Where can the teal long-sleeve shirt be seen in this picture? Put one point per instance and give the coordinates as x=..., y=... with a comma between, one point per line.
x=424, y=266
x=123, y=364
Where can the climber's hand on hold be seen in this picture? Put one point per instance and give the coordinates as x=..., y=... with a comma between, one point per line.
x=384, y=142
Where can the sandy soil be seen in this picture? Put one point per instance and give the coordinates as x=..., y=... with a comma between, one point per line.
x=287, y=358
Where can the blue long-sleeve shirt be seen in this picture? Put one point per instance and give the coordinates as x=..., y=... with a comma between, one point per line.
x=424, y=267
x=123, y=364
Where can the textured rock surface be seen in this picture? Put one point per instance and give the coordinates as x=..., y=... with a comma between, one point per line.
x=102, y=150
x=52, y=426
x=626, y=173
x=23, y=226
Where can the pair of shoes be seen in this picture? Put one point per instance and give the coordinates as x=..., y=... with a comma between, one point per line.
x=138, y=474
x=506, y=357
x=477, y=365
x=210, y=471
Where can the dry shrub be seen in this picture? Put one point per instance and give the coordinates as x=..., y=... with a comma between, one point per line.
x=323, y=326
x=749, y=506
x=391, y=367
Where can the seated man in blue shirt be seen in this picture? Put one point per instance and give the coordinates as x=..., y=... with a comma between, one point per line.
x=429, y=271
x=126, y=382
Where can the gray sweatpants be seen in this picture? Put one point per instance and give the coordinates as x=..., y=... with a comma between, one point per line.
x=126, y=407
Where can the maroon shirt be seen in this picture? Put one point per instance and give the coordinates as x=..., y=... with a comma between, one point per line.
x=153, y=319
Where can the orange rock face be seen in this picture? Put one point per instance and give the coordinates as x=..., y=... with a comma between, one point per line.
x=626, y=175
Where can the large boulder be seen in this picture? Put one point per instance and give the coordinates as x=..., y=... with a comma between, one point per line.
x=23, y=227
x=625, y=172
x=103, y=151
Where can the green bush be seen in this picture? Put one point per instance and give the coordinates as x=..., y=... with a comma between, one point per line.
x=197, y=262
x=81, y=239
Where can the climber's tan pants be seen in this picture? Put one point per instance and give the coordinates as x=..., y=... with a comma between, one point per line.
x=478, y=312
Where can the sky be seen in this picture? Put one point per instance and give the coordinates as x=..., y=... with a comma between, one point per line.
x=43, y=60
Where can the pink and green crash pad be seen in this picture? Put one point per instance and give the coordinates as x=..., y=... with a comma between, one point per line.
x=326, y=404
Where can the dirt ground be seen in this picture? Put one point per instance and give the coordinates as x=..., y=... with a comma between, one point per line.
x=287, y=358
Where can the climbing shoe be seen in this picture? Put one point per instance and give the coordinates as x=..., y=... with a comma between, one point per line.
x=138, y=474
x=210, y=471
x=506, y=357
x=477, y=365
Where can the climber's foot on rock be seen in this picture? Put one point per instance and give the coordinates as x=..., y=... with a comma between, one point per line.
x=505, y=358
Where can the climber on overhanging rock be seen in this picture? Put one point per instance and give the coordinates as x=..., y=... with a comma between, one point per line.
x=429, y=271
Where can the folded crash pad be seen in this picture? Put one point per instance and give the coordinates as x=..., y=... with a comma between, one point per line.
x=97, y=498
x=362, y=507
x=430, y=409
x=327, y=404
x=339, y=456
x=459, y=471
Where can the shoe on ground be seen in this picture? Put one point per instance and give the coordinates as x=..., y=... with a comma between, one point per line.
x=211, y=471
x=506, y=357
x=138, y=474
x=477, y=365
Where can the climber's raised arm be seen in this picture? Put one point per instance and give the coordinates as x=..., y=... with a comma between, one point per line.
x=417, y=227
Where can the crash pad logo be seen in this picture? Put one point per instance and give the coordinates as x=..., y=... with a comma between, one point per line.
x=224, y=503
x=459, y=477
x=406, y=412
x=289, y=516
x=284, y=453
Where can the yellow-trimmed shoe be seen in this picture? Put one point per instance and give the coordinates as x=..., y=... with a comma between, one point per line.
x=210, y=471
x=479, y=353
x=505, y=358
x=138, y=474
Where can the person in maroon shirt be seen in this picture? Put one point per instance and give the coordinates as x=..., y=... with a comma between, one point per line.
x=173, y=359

:::

Do this: Render all of the material above as a JSON list of strings, with each line as one string and no blank lines.

Output:
[
  "Where can the teal long-sleeve shirt be seen in this picture? Put one point per instance and give the coordinates as x=..., y=... with a comma between, one point per line.",
  "x=424, y=266",
  "x=123, y=364",
  "Where can the climber's hand on hold be seen in this picture? Put one point per instance and give the coordinates as x=..., y=... with a comma between, one point per line.",
  "x=384, y=142",
  "Where can the sandy soil be seen in this picture? Put one point per instance and give the coordinates as x=..., y=... with a comma between, one point per line.",
  "x=287, y=358",
  "Where can the blue long-sleeve shirt be seen in this picture? Put one point per instance and give the coordinates as x=..., y=... with a comma between, one point per line.",
  "x=424, y=267",
  "x=123, y=364",
  "Where can the textured rock surface be seen in this picture? Put one point per instance and give the coordinates as x=..., y=... with a comma between, one point per line.",
  "x=102, y=150",
  "x=52, y=426",
  "x=626, y=173",
  "x=23, y=226",
  "Where can the pair of shoes be seen in this picture? Put one point per instance and give the coordinates as x=..., y=... with a comma between, one point per line.",
  "x=138, y=474",
  "x=506, y=357",
  "x=477, y=365",
  "x=210, y=471",
  "Where can the dry shrub be seen in this picture? Put one point per instance and give the coordinates as x=..., y=... with a comma between, one point per line.",
  "x=323, y=326",
  "x=749, y=506",
  "x=391, y=367",
  "Where can the seated man in blue shirt be seen in this picture? Put one point per instance and give the coordinates as x=..., y=... with a comma between, one point per line.",
  "x=429, y=271",
  "x=126, y=382",
  "Where can the gray sweatpants be seen in this picture? Put one point per instance and give the coordinates as x=..., y=... with a comma between, one point per line.",
  "x=126, y=407",
  "Where can the maroon shirt be seen in this picture? Put one point per instance and give the coordinates as x=..., y=... with a comma between, one point per line.",
  "x=153, y=319",
  "Where can the orange rock face be seen in this picture? Put one point per instance and give the coordinates as x=..., y=... with a comma between, one point per line.",
  "x=626, y=175",
  "Where can the large boulder be seen in this picture? Put one point per instance and give the coordinates as x=..., y=... with a comma between, one point per line.",
  "x=23, y=227",
  "x=625, y=172",
  "x=103, y=151",
  "Where can the green bush be seen in this picture? Put one point per instance and give the coordinates as x=..., y=... with a comma between, one point per line.",
  "x=197, y=262",
  "x=81, y=239",
  "Where can the climber's tan pants be seen in this picture? Put one point per instance and give the coordinates as x=..., y=... with a comma between, one point per line.",
  "x=478, y=312",
  "Where can the sky be seen in this picture? Put one point per instance and give the coordinates as x=..., y=... with a comma between, one point per line.",
  "x=43, y=60",
  "Where can the pink and green crash pad be seen in this picture? Put one point per instance and give the coordinates as x=..., y=... with a comma between, one point per line.",
  "x=326, y=404",
  "Where can the dirt ground be seen in this picture? Put one point per instance and give the coordinates as x=..., y=... with a comma between, one point per line.",
  "x=287, y=358",
  "Where can the climbing shoe be seen in this picture? Put one point per instance and give the coordinates as x=..., y=... with a comma between, one point per line.",
  "x=138, y=474",
  "x=210, y=471",
  "x=506, y=357",
  "x=477, y=365",
  "Where can the climber's foot on rock be seen in this picture? Put one point per instance and give the coordinates as x=..., y=... with a comma between, one point per line.",
  "x=505, y=358",
  "Where can the climber on overhanging rock be seen in this picture? Put one point per instance and give the coordinates as x=..., y=... with a comma between, one point per line.",
  "x=429, y=271",
  "Where can the folded crash pad be seen in this picture? Put one point per instance and give the coordinates as x=..., y=... with a comma between, one point per line.",
  "x=97, y=498",
  "x=362, y=507",
  "x=430, y=409",
  "x=327, y=404",
  "x=339, y=456",
  "x=459, y=471",
  "Where can the shoe on ground be seen in this picture? Put one point per instance and give the coordinates as x=..., y=... with a comma between, one point per line.",
  "x=211, y=471",
  "x=506, y=357",
  "x=138, y=474",
  "x=477, y=365",
  "Where can the climber's raised arm be seen in this picture? Put one point per instance and give the coordinates as x=..., y=... with a comma between, one point per line.",
  "x=417, y=227",
  "Where can the crash pad logo be seen in this picture? Put one point per instance and give the coordinates as x=..., y=... with a comma between, one point per line.",
  "x=224, y=503",
  "x=459, y=477",
  "x=406, y=412",
  "x=289, y=516",
  "x=284, y=453",
  "Where can the yellow-trimmed shoe be seen in this picture? Put one point per instance and give the coordinates as x=..., y=... with a comma between, one point per line.",
  "x=210, y=471",
  "x=479, y=353",
  "x=505, y=358",
  "x=138, y=474",
  "Where can the person in maroon shirt be seen in this picture? Put one point per instance and give the coordinates as x=..., y=... with a comma between, one point per line.",
  "x=173, y=359"
]